EXERCISE BRIEF >> Work through the data line by line, gathering every line that has the word "strip".
*** Opening of DATA ***
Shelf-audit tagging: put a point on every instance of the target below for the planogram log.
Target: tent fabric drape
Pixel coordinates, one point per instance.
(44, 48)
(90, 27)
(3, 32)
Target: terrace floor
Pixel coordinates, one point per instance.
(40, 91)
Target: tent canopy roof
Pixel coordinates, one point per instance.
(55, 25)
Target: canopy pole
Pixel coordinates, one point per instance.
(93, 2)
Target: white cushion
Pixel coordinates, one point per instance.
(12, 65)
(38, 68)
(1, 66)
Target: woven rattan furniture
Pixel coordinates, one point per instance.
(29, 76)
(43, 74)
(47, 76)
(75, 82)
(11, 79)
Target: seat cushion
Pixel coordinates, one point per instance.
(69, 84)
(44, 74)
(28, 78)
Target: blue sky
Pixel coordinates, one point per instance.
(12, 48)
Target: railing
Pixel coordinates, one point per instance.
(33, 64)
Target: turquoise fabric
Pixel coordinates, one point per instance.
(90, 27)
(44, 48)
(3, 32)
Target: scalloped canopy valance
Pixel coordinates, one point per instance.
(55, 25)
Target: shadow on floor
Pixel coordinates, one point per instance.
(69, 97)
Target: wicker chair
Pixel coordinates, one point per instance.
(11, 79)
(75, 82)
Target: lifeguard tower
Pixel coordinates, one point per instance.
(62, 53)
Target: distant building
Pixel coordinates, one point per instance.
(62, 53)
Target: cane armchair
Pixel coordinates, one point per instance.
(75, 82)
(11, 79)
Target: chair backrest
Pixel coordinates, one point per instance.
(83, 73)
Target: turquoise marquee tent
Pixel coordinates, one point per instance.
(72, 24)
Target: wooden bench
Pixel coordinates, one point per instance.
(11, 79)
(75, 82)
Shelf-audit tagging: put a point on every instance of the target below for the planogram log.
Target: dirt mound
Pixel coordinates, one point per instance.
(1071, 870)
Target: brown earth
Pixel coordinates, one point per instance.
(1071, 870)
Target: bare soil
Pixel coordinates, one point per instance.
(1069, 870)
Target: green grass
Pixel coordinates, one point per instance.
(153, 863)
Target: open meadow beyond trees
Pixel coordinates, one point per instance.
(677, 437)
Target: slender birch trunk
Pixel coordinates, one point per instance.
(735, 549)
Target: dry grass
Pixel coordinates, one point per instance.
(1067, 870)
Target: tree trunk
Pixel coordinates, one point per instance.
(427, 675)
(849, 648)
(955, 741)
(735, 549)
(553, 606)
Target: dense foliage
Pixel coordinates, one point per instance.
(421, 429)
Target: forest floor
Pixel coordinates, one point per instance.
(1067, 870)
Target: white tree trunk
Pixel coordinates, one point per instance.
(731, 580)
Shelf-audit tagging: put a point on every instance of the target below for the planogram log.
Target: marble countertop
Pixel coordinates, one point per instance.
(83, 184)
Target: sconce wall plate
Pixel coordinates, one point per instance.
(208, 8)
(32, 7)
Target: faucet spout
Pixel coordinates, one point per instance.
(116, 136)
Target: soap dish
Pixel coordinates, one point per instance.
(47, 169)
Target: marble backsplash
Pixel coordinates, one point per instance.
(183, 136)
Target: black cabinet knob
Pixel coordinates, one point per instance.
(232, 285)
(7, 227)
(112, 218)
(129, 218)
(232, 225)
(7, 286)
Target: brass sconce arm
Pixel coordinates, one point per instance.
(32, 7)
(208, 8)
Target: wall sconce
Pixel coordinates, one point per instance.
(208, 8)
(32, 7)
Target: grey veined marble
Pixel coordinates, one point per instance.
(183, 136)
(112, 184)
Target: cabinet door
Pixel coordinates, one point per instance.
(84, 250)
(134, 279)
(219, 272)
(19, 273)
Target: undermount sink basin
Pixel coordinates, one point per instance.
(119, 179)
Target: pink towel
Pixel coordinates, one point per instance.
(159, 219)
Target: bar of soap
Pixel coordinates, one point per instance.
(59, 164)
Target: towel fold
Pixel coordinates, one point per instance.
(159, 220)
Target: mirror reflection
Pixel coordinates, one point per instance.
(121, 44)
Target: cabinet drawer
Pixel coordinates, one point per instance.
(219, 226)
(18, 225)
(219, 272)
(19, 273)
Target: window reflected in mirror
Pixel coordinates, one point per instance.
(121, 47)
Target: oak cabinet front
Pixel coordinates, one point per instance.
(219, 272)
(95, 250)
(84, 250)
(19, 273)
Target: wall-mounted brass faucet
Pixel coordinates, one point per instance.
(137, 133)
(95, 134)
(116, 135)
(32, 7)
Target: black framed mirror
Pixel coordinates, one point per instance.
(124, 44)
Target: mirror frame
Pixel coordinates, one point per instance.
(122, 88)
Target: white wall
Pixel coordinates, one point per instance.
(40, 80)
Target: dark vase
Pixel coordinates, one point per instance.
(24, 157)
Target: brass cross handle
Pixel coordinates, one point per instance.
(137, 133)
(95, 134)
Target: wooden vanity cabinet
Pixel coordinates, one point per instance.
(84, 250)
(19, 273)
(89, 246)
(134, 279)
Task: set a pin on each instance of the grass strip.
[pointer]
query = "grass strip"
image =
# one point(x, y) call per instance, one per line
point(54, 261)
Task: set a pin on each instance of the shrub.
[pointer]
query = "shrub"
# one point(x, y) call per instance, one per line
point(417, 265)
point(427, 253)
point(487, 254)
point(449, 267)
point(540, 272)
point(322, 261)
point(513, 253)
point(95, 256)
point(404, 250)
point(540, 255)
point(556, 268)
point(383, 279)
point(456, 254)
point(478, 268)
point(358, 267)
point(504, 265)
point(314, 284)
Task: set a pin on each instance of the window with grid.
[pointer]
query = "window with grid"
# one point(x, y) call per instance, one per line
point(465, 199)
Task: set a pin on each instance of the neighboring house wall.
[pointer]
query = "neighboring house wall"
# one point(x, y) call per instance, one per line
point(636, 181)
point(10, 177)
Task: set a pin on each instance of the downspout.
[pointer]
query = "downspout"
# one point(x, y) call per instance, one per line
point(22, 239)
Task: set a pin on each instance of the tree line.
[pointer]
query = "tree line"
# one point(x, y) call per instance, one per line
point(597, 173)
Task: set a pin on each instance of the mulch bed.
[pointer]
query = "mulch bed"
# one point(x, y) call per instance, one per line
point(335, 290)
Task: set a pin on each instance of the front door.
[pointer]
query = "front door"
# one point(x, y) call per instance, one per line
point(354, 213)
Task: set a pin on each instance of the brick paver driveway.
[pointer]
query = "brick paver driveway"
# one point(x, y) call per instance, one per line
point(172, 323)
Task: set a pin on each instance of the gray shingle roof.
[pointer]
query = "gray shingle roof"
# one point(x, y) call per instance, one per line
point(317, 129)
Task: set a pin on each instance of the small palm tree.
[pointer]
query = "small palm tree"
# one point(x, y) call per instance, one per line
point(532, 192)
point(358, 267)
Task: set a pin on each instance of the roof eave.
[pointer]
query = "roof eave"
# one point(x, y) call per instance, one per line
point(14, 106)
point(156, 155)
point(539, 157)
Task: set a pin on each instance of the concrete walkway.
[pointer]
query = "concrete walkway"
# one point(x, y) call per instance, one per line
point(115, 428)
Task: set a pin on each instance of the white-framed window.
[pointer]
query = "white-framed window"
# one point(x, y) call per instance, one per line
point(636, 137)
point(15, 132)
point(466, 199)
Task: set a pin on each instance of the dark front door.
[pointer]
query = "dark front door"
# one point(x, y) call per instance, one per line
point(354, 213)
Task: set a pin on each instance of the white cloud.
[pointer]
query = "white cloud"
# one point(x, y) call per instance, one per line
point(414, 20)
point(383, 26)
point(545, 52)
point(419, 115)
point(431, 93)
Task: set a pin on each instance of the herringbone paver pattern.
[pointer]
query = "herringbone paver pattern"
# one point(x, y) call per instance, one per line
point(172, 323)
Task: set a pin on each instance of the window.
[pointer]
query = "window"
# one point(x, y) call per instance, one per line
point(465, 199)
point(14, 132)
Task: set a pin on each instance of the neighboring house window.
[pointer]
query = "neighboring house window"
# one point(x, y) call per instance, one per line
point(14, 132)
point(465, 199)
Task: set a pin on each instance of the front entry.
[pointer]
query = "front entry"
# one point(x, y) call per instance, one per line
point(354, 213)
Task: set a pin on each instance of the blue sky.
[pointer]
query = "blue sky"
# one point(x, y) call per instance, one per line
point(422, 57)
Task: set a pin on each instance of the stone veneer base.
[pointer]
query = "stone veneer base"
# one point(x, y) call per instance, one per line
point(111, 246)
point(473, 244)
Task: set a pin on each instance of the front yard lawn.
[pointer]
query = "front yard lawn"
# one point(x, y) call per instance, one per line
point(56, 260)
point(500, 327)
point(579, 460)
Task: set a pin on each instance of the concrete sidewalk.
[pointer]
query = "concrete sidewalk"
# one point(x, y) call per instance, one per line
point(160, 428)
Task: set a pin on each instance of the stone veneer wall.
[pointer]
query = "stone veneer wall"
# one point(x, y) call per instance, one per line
*** Close of DATA ***
TASK ANSWER >>
Task: set a pin on each instance of the grass strip.
query = "grass strip"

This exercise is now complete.